* The exercise:
Rewrite every entry below with each "whereabouts" changed to "where" and everything else left as it is. Omit the pictures from your version.

* Provided records:
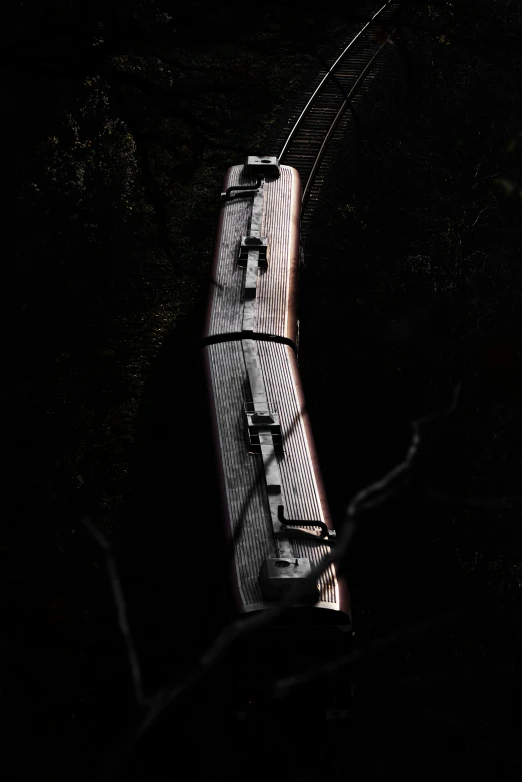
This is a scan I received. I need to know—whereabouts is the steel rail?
[279,0,396,161]
[301,29,395,209]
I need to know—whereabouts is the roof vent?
[259,557,319,603]
[244,155,279,179]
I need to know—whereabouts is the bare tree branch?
[81,518,145,706]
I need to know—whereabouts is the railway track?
[279,0,398,234]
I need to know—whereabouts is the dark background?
[0,0,522,780]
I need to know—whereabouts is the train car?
[203,156,351,648]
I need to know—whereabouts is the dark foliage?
[0,0,522,780]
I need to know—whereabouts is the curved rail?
[301,31,394,207]
[279,0,399,219]
[279,0,393,160]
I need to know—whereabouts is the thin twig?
[81,518,145,706]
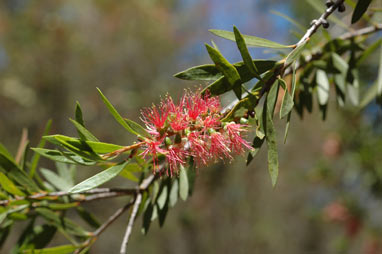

* Expected output:
This is a scan I received. I need to know—where is the steel rail?
[279,0,396,161]
[301,29,395,209]
I need to know—where is the roof vent?
[259,557,319,603]
[244,155,279,179]
I need to know—where is the bare tree branch?
[81,518,145,706]
I need to know—where is the railway track?
[279,0,398,234]
I need to know—where is the dark background?
[0,0,522,780]
I need to know—where is the train car?
[203,156,351,648]
I need to know—where is the dark foliage?
[0,0,522,780]
I need to know—where is the curved rail?
[301,31,394,207]
[279,0,399,219]
[279,0,393,160]
I need to know—where is the thin twig?
[81,518,145,706]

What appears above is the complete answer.